_Texto fornecido_

# # # # # # #

Conhecido pelo arrojo nos negócios, o investidor americano Warren Buffett, de 93 anos, foi cauteloso no tópico mais surpreendente de sua carta anual aos acionistas divulgada no fim desta semana, no qual desaconselhou a compra de ações de empresas fora dos Estados Unidos.
Com 16 páginas e recheada de tiradas irônicas e conselhos, a carta anual do “Oráculo de Omaha” – numa referência à sede da holding Berkshire Hathaway, comandada pelo investidor e com US$ 168 bilhões em caixa - é um dos relatórios mais aguardados e lidos no mundo dos negócios.
Entre outras dicas, Buffett chamou a atenção ao sugerir muita cautela para investimentos em ações de empresas fora dos EUA, citando sua falta de capacidade de prever oscilações de movimentos cambiais.
“Não consigo me lembrar de um período desde 11 de março de 1942 – a data da minha primeira compra de ações – em que não tenha tido a maior parte do meu patrimônio líquido em ações, ações baseadas nos EUA”, escreveu Buffett dessa forma, grifando o trecho final da frase.

# # # # # # #

_Dados apresentados_
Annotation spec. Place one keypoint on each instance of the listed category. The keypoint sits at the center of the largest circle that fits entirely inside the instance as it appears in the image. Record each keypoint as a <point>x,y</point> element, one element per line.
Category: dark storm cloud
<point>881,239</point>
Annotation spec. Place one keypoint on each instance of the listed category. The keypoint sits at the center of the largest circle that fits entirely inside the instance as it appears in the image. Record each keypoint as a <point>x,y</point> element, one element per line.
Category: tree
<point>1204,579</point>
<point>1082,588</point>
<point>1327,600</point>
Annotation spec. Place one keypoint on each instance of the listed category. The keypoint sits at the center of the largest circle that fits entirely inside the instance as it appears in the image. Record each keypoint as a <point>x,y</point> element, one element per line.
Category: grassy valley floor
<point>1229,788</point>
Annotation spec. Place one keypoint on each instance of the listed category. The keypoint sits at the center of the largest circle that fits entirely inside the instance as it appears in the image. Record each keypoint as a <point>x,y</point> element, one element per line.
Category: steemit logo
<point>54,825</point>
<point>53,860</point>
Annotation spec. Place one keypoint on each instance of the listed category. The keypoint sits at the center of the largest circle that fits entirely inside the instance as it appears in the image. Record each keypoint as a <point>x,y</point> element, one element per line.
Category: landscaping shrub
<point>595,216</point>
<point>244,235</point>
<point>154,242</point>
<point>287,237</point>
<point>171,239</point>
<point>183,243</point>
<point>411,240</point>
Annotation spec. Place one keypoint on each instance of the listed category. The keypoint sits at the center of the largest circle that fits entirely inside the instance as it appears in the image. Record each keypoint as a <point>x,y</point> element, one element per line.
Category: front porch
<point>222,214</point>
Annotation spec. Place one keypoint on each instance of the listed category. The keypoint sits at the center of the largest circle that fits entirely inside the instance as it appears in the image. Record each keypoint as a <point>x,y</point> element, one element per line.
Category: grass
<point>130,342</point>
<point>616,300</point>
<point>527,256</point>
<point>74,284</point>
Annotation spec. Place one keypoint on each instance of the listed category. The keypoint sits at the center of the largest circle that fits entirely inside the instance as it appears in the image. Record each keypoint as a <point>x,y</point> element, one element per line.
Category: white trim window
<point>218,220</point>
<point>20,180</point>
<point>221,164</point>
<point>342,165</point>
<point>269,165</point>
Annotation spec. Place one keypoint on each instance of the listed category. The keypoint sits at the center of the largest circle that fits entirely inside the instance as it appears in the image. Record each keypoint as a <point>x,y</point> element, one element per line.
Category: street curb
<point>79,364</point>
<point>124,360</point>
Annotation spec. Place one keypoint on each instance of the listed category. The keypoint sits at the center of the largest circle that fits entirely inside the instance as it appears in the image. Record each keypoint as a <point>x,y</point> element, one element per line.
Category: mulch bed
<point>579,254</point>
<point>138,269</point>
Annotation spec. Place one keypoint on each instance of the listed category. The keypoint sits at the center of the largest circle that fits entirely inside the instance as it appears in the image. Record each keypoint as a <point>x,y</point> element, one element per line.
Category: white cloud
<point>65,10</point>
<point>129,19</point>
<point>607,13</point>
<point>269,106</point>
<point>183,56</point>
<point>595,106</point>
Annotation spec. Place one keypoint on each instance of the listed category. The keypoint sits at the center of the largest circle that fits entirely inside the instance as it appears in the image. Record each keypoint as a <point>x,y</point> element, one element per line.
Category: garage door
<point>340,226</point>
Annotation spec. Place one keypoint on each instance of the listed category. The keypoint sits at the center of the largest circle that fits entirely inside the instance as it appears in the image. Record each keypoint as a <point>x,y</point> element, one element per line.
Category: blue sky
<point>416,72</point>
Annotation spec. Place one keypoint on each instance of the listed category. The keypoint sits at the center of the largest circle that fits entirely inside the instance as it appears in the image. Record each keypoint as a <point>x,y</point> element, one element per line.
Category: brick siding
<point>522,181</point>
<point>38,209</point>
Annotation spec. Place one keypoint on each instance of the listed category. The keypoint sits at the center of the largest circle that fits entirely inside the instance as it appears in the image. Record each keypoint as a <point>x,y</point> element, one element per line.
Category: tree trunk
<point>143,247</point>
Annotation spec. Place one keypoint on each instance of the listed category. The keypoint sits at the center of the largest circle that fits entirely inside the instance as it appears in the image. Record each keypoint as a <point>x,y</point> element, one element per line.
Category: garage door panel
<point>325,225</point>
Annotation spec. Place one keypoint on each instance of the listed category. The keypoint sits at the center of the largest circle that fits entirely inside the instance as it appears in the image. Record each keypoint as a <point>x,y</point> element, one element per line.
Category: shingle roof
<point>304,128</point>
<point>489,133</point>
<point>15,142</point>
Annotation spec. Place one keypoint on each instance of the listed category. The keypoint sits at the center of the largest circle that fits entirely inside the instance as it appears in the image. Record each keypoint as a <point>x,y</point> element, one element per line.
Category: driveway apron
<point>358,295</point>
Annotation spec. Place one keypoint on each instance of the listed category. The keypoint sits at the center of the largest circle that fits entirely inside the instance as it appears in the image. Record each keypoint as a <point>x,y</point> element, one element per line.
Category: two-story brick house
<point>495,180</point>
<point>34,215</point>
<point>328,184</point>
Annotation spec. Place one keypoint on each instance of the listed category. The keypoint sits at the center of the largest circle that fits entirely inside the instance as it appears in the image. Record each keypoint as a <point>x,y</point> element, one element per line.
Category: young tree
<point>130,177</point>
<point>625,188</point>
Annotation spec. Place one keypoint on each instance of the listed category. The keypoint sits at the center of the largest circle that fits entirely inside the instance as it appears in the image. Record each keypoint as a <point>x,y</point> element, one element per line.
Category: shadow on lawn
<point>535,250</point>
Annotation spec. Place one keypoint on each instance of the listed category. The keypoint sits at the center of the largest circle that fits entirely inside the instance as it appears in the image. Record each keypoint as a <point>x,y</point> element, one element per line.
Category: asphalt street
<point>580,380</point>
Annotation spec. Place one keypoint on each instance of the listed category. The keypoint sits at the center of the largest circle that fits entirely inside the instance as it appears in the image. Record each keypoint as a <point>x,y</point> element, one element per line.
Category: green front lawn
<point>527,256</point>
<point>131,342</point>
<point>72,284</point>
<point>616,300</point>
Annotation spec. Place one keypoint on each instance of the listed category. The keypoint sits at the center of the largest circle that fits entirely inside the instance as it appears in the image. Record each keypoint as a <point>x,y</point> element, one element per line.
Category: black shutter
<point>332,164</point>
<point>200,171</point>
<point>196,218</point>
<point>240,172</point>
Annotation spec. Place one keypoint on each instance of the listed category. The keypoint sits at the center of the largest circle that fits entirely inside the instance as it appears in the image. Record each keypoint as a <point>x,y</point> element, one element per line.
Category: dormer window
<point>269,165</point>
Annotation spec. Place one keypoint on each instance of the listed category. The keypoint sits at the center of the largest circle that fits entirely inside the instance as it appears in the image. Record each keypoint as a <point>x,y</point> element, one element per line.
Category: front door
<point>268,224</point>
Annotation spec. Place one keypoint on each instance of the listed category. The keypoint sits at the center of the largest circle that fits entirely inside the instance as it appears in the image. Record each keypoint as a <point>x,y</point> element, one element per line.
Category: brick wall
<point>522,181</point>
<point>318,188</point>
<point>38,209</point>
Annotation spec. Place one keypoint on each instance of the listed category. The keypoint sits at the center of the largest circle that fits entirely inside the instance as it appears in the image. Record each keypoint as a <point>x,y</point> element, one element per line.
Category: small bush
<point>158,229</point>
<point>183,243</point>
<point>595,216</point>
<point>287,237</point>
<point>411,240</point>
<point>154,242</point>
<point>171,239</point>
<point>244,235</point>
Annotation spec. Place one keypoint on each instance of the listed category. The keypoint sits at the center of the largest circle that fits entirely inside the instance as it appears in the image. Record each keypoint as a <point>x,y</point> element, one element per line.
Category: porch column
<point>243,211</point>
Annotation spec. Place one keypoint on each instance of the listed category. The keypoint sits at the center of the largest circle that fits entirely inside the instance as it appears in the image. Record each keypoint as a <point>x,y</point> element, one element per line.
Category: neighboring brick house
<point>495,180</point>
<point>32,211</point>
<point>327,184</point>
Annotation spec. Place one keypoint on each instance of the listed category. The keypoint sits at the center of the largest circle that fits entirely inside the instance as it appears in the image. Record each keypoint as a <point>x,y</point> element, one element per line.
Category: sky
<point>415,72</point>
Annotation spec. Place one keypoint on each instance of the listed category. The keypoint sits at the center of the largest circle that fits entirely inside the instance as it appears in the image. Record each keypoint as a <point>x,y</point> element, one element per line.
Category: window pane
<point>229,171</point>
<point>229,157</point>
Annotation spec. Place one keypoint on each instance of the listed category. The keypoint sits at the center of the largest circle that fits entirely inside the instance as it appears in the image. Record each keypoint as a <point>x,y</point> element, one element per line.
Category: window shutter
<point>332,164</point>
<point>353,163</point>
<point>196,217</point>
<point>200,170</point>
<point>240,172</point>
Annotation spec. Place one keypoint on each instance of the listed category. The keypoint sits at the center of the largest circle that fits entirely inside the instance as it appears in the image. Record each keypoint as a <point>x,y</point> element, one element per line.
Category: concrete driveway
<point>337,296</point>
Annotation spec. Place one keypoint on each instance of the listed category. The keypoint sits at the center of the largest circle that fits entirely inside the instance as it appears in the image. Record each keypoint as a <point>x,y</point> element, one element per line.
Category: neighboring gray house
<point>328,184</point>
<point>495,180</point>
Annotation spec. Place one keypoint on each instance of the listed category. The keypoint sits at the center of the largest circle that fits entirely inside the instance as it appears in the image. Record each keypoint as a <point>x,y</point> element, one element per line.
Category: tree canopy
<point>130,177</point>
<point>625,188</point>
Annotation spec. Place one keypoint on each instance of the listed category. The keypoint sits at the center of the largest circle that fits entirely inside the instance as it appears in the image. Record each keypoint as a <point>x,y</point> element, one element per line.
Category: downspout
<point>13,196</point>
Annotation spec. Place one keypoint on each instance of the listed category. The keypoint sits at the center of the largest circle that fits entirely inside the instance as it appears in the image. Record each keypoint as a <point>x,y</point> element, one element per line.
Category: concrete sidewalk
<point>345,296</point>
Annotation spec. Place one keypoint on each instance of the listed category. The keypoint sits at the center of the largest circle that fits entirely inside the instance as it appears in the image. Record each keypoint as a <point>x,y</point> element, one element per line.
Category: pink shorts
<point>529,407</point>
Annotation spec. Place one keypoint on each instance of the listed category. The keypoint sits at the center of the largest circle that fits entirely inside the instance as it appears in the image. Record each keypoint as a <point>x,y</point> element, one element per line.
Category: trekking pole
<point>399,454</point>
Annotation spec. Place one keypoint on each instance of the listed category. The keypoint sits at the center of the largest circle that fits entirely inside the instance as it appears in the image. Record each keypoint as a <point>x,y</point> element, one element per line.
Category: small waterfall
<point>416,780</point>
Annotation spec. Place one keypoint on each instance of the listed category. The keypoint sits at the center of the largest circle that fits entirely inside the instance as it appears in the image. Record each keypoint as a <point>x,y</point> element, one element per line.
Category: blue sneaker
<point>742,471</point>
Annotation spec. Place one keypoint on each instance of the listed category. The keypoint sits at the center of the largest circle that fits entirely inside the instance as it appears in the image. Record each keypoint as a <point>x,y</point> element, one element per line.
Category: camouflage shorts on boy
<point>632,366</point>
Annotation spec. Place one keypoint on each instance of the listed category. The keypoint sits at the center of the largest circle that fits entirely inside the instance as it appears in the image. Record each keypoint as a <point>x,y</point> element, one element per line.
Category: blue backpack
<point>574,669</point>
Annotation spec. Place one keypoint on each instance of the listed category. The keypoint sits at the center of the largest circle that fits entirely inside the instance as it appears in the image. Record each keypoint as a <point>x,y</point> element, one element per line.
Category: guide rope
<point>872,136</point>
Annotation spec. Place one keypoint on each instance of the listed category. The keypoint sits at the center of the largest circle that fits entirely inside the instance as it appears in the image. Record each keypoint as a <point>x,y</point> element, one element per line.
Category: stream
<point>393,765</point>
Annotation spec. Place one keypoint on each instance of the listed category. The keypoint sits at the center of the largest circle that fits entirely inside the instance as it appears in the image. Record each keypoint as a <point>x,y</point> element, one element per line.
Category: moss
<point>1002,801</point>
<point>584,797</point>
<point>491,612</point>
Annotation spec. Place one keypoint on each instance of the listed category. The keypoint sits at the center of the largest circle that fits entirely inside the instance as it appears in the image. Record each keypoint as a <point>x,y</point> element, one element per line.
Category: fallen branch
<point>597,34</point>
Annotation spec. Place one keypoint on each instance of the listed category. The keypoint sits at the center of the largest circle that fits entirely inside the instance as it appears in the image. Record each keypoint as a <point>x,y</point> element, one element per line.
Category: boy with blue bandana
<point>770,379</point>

# # # # # # #

_Objetivos_
[1] No texto sobre a carta de Warren Buffett, por que ele sugere cautela com investimentos em ações de empresas fora dos EUA? Responda em uma a três frases.
[2] Segundo o texto sobre a carta de Warren Buffett, quantas páginas tem a carta anual aos acionistas?
[3] Dê continuidade ao texto sobre a carta de Warren Buffett a partir da última frase apresentada.

_Respostas dos exercícios_
[1] Buffett recomenda muita cautela com ações de empresas fora dos EUA porque, segundo ele, não tem capacidade de prever as oscilações dos movimentos cambiais.

[2] A carta anual tem 16 páginas.

[3]
Segundo ele, “essencialmente não há candidatos que sejam opções significativas para aplicação de capital na Berkshire fora dos EUA”.
Buffett conta que, quando decidiu investir, o Dow Jones Industrial Average havia caído abaixo de 100 pontos, perdendo cerca de US$ 5 no primeiro dia. Mas assegura não ter ficado vermelho por muito tempo.
“Logo as coisas mudaram e agora esse índice gira em torno de 38 mil pontos”, escreveu Buffett. “A América tem sido um país excelente para investidores. Tudo o que eles precisavam fazer era ficar sentados em silêncio, sem ouvir ninguém.”
Em sua vitoriosa carreira de investidor, no entanto, Buffett fez várias aquisições no exterior - algo que segue fazendo, embora em pequenas quantidades diante potencial da Berkshire.
Um exemplo foi o grande investimento em ações da montadora chinesa BYD em 2008, quando a empresa de energia e fabricante de carros elétricos ainda era uma aposta. Buffett, porém, vendeu a maior parte dessas ações no ano passado.
Entre as empresas brasileiras, Berkshire também encerrou em 2023 a posição que mantinha na Stone desde outubro de 2018, no IPO da fintech. Mas segue com participação relevante no Nubank, com cerca de US$ 1,1 bilhão em ações.
Em outro investimento de peso, a Berkshire gastou 1,6 trilhão de ienes (US$ 10,6 bilhões no câmbio atual) desde 2020 na compra de uma participação de cerca de 9% em cinco grandes empresas japonesas: Itochu, Marubeni, Mitsubishi, Mitsui e Sumitomo. Essas participações valem agora 2,9 trilhões de ienes – um aumento de 81% em ienes ou de 61% em dólares.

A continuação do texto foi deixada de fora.